__SHORT PROBLEM__. Reproduce verbatim the lines from the last line containing "alloy wheel, place" through the final line, inclusive.

(Entries from a point annotation set)
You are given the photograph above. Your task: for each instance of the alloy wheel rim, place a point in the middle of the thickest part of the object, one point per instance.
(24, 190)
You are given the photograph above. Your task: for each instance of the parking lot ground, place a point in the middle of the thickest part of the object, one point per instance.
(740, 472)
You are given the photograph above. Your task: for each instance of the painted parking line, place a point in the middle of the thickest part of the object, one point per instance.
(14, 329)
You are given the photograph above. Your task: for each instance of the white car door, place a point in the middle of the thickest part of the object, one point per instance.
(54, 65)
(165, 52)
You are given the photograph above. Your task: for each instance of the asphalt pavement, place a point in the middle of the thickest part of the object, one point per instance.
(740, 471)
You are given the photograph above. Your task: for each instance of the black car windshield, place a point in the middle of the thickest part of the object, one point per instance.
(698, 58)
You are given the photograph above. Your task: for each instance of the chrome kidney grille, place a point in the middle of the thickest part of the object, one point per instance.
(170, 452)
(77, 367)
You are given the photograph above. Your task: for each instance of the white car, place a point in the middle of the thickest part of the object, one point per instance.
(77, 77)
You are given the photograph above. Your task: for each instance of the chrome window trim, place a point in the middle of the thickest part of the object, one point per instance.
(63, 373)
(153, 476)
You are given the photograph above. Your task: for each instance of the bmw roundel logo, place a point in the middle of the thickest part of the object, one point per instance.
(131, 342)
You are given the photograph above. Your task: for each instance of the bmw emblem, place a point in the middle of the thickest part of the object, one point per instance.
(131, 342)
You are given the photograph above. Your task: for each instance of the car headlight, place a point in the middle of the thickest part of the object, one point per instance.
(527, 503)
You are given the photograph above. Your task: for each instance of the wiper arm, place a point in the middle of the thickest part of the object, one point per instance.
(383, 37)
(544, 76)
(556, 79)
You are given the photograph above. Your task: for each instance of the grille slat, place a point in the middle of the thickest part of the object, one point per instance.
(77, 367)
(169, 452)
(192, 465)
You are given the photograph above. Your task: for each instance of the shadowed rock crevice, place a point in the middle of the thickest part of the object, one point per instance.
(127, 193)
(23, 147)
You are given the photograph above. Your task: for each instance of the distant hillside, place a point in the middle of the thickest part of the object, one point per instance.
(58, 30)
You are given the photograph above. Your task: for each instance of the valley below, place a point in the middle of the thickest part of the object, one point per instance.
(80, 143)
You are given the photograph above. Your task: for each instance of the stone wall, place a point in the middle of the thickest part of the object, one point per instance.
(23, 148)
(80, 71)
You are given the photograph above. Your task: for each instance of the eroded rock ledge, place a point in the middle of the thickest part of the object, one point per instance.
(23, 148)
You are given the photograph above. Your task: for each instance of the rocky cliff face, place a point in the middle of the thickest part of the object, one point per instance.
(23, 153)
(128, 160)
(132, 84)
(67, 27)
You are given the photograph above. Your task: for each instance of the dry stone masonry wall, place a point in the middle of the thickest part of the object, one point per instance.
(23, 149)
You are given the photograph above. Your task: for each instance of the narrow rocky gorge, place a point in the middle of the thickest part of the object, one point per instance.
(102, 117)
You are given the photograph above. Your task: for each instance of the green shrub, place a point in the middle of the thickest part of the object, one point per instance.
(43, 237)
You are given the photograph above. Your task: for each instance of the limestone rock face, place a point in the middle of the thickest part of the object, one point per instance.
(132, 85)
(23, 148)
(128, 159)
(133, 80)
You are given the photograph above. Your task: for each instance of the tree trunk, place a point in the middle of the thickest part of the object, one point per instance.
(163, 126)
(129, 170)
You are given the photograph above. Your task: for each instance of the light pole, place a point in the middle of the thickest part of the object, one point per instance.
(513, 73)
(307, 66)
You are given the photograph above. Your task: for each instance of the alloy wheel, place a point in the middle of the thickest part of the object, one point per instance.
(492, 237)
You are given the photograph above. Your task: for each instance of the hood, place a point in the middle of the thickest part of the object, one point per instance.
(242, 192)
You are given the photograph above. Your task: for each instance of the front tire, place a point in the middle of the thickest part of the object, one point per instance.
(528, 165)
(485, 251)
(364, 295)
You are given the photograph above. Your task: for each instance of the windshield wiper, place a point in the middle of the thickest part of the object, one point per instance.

__WORKED ANSWER__.
You are given the photograph above. Your task: for each instance of the alloy wheel, place a point in the middle of the thickest part of the object, one point per instance.
(492, 237)
You are given the photograph above. Your task: for each instance of the hood, place a point in the middle of the thickest part of the object, one point per instance.
(242, 192)
You are given the photograph above. Your task: for each instance of the front tire, place a point in the middle of the thickest part of the object, one point per instance.
(528, 165)
(485, 251)
(364, 295)
You are given the photograph above. Your task: for each instance of the windshield wiper, place a point in the middle of the thickest part of the object, one point per instance.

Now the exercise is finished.